- _The task_
Find each line in the records below that contains the word "cake", and copy those lines out in full.

☆ ☆ ☆ ☆ ☆ ☆ ☆

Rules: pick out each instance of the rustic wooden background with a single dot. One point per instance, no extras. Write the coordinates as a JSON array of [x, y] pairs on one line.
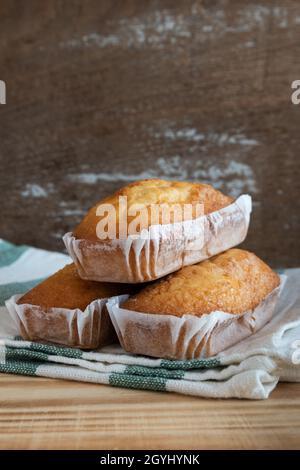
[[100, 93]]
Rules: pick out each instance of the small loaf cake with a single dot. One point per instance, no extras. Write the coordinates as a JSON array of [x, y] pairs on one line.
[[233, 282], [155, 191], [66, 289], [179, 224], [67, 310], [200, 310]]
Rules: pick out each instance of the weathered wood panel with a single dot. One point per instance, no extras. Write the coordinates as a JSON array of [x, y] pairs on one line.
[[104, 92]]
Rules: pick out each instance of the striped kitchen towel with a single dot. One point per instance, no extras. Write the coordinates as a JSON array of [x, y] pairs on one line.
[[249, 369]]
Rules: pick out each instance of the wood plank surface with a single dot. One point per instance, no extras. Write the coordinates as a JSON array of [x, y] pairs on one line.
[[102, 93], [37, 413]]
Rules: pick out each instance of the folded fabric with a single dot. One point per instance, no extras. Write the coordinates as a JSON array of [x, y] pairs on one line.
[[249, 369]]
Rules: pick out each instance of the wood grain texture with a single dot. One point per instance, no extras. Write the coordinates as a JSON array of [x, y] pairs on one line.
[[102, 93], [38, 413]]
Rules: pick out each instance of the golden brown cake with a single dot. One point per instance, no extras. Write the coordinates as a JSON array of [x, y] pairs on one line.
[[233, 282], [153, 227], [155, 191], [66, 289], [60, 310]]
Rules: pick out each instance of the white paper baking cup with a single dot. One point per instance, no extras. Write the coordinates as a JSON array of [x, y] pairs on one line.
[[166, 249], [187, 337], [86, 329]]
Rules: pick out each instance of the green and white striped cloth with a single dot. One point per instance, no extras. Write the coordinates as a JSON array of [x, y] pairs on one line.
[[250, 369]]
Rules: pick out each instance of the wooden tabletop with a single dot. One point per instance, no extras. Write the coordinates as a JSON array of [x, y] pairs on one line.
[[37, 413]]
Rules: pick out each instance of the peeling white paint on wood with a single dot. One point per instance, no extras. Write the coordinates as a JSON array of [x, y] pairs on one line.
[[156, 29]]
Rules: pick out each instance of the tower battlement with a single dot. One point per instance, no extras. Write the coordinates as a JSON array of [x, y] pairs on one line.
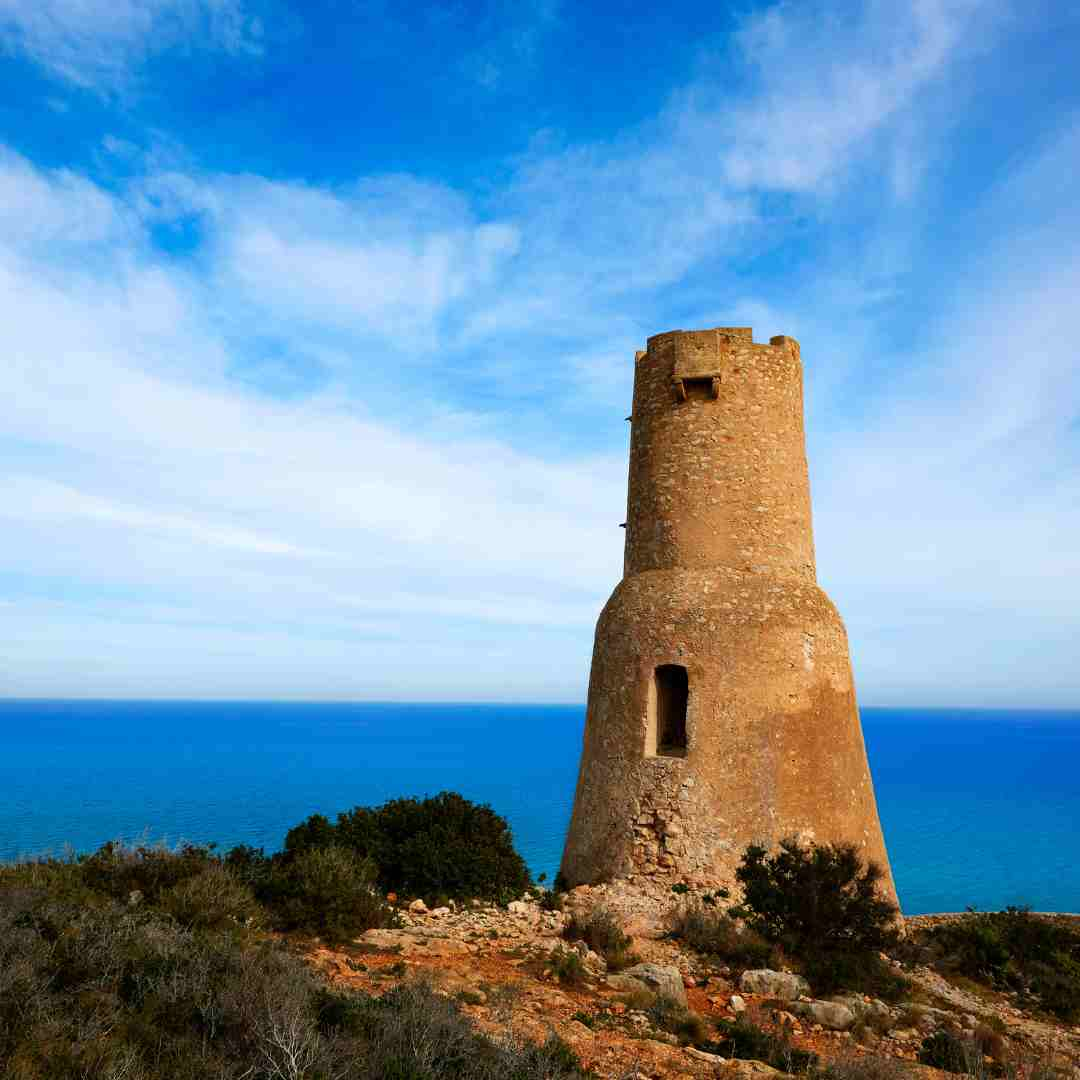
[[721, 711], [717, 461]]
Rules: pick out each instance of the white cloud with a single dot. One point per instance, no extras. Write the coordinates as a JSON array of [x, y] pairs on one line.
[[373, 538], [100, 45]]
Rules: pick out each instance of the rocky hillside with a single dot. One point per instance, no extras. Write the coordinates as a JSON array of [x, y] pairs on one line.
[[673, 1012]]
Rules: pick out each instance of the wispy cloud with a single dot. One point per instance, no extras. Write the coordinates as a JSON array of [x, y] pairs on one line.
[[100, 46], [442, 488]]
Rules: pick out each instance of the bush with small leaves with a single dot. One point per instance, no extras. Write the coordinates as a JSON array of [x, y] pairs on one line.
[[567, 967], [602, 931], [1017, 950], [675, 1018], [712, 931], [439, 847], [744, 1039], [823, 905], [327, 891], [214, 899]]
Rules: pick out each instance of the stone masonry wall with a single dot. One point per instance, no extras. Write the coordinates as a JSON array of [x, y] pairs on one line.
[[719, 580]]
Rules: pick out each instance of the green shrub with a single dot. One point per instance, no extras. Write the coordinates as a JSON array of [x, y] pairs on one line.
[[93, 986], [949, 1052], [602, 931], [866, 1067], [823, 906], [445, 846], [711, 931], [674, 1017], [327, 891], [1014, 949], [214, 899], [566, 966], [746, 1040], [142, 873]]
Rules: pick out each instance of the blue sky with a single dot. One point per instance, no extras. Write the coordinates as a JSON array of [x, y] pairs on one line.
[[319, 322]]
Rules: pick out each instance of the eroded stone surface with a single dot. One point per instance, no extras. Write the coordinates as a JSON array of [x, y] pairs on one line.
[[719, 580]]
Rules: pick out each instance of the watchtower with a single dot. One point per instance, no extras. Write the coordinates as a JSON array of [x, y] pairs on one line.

☆ ☆ ☆ ☆ ☆ ☆ ☆

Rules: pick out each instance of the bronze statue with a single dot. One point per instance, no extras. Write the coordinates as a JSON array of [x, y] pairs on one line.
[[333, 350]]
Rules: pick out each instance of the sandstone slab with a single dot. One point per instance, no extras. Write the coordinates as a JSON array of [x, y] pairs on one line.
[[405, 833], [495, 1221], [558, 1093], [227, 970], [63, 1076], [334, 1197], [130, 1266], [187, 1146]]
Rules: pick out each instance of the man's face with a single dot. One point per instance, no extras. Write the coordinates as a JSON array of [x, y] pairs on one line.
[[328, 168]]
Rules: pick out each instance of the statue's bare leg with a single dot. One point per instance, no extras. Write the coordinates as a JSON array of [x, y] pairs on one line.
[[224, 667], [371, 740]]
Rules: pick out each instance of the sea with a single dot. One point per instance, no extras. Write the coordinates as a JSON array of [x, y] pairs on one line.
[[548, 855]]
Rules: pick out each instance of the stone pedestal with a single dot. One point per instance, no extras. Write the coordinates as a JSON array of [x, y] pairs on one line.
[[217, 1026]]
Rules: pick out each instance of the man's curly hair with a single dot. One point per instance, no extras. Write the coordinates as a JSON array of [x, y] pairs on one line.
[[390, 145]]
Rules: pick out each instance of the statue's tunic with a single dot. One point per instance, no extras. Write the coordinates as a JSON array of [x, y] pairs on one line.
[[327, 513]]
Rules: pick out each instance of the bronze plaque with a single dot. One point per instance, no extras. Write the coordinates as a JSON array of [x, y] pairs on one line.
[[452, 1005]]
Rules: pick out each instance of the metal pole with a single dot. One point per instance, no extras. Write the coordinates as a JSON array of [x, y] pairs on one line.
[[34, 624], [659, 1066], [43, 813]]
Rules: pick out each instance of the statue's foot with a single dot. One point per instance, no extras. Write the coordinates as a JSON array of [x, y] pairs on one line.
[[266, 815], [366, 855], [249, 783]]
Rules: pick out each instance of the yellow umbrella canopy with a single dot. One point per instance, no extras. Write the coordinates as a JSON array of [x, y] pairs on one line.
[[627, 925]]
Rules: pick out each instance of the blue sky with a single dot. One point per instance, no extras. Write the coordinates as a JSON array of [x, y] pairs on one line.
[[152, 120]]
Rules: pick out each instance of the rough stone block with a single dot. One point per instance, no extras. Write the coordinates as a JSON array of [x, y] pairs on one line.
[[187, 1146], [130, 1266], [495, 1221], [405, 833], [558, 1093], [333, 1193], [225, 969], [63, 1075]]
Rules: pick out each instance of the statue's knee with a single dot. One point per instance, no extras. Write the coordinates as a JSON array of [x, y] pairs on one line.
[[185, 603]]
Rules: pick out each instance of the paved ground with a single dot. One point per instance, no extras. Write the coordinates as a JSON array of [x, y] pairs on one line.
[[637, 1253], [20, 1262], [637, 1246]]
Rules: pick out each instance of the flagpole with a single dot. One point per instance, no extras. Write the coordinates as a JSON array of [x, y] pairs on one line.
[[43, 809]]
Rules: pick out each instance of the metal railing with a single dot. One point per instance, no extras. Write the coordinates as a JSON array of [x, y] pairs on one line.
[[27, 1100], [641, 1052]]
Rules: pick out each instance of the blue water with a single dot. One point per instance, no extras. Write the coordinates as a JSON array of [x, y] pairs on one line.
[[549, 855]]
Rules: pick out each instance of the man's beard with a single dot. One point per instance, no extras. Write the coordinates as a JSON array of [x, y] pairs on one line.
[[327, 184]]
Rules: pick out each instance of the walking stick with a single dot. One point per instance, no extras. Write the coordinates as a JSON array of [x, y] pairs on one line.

☆ ☆ ☆ ☆ ☆ ☆ ☆

- _Complete answer_
Rules: pick out each instance of the small loaf cake with a single dot. One point per instance, no extras. Write the coordinates as a JSON array of [x, y] pairs on one line.
Rules: pick out each instance of the golden brown cake with a single dot. One point per instance, no extras. Write the coordinates as a JSON array of [x, y] pairs on one line.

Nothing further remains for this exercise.